▶ _SET EXERCISE_: Which lines in the listing below contain the word "table"? Return each of them in full.

--- START OF EXTRACTED MATERIAL ---

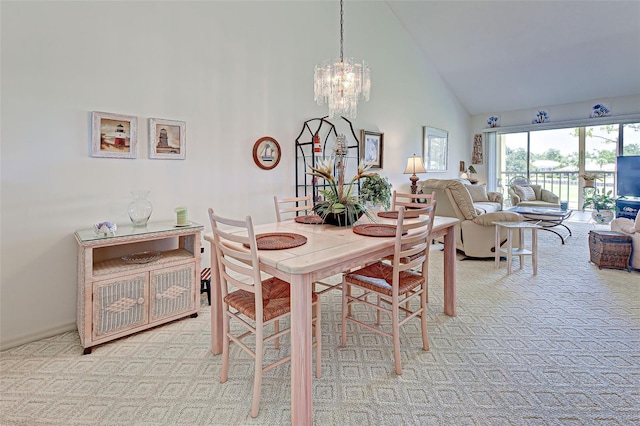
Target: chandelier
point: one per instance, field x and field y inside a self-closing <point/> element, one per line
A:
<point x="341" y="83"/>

--- END OF EXTRACTED MATERIAL ---
--- START OF EXTRACTED MATERIAL ---

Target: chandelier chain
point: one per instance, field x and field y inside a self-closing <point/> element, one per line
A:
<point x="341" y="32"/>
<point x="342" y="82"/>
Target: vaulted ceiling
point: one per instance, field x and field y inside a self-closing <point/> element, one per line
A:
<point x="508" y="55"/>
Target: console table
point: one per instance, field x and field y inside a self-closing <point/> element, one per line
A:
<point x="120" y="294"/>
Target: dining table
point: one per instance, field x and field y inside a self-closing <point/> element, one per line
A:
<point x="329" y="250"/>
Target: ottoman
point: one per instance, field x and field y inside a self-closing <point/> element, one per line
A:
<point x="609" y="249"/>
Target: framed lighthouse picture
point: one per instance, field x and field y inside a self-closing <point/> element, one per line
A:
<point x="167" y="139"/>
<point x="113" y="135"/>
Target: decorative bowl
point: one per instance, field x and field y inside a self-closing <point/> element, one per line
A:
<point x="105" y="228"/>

--- END OF EXTRACTED MATERIAL ---

▶ _RESPONSE TO THIS EXERCISE_:
Target: console table
Target: dining table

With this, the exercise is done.